Task to complete → How many lines in the records below contain the word "pole"? Reply with the number alone.

Information shown →

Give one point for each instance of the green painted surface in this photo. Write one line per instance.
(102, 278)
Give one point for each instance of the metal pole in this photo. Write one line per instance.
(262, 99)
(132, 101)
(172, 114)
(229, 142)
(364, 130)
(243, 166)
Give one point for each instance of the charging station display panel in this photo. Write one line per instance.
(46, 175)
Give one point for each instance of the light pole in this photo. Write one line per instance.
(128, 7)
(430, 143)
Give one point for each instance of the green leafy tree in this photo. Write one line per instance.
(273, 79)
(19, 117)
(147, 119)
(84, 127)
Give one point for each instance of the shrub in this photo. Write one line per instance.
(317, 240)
--
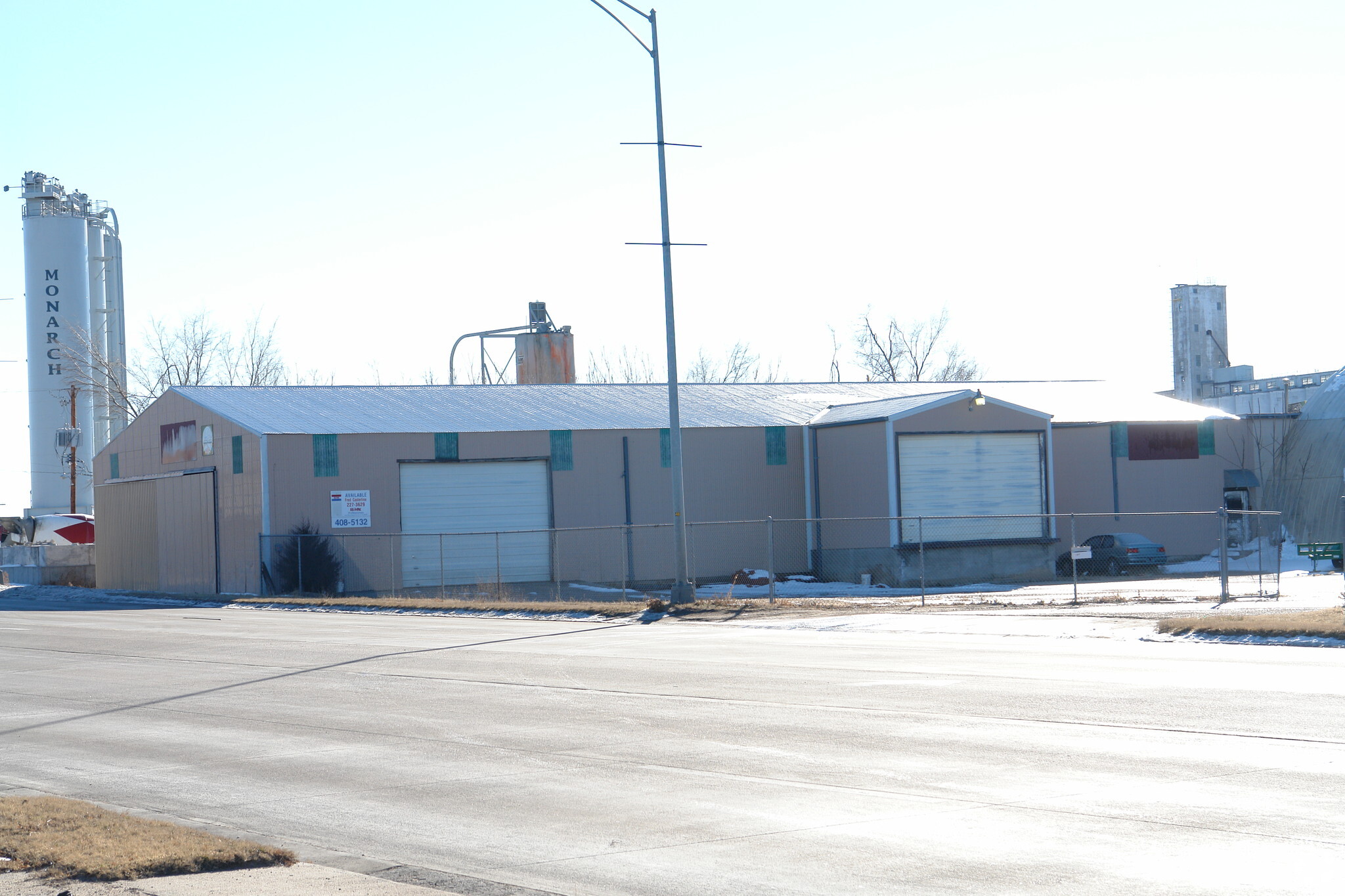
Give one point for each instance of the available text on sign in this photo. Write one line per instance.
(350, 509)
* * *
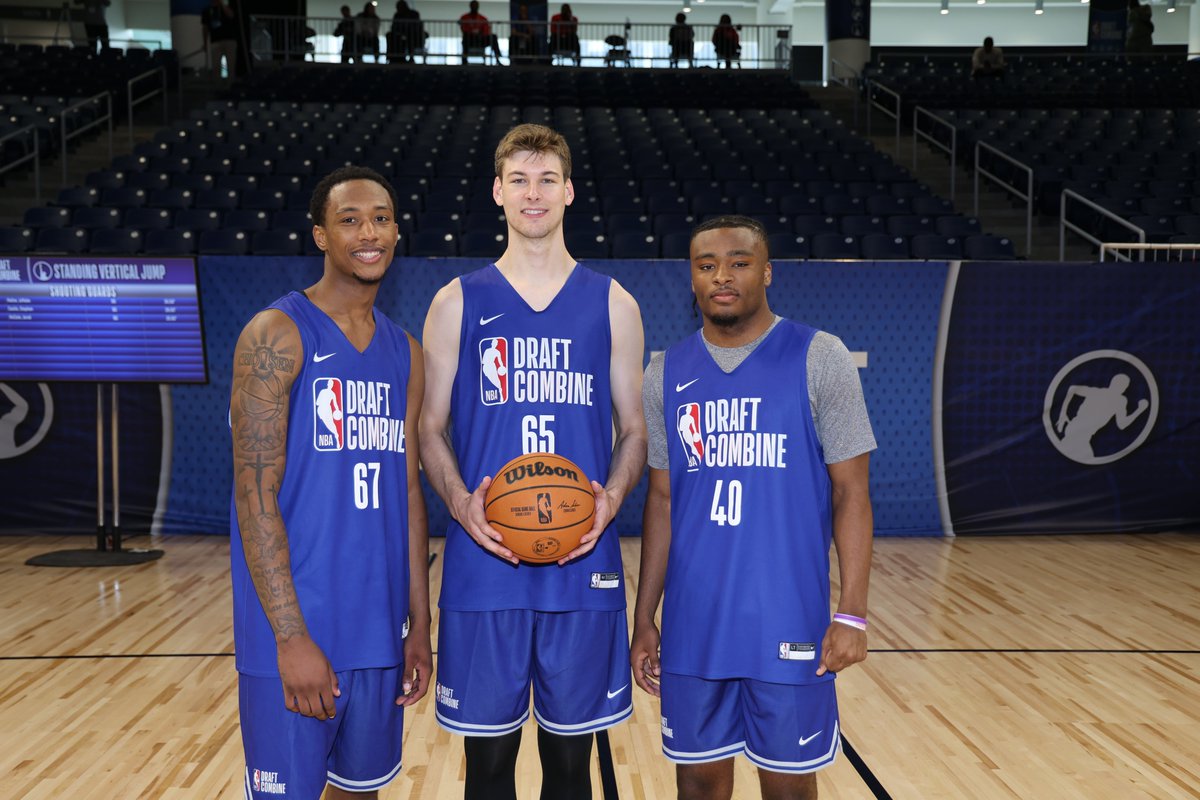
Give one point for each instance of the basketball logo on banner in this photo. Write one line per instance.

Written response → 2